» **Exercise objective**: Show each line of the data below in which "beige" occurs.
** Source records follows **
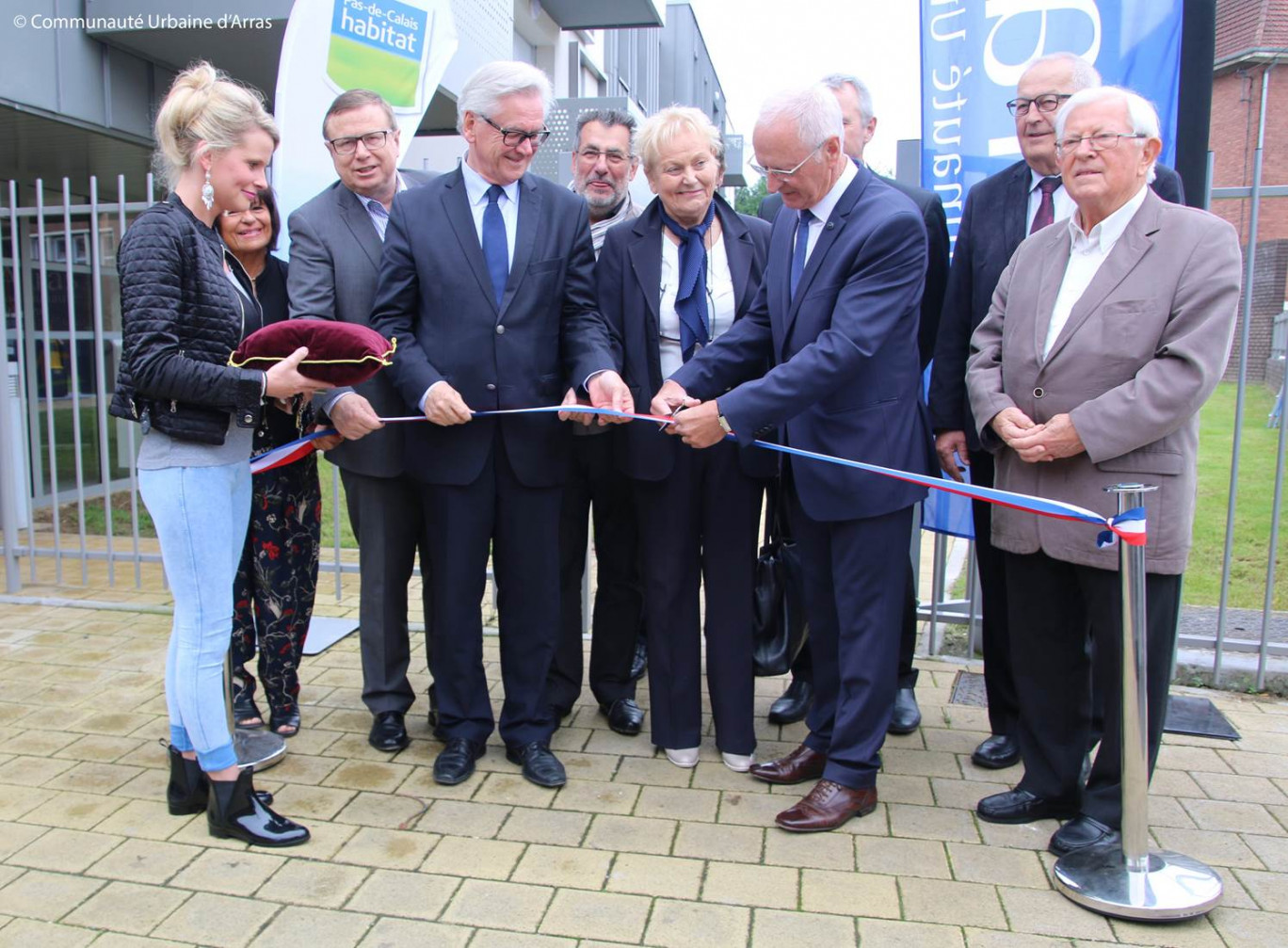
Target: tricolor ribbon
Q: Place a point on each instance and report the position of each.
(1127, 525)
** End of Source records **
** Source records follows **
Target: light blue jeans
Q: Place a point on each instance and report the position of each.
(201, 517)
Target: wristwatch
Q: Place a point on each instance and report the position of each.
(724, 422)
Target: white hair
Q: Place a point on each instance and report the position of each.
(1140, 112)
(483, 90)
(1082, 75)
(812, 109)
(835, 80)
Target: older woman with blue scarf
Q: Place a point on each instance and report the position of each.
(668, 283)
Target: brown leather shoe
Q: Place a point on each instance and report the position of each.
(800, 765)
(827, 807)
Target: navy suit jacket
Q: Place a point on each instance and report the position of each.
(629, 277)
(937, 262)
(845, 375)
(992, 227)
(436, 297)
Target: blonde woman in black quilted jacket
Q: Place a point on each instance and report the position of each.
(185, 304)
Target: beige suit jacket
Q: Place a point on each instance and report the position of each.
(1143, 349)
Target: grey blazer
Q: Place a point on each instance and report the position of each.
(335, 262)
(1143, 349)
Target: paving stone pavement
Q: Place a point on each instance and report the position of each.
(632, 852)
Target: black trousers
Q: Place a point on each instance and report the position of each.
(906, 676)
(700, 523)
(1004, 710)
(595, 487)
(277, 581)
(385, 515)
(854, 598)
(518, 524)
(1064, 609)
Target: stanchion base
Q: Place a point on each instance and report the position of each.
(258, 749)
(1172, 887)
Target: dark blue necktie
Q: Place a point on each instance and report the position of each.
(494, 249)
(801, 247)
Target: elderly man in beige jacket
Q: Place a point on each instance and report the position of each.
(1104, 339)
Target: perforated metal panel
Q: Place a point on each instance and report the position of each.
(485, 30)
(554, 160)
** End of Source records **
** Source records follows **
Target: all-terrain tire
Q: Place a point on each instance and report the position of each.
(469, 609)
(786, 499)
** End of Source records **
» **Response for this exercise**:
Target: beige suit jacket
Target: elderly man in beige jacket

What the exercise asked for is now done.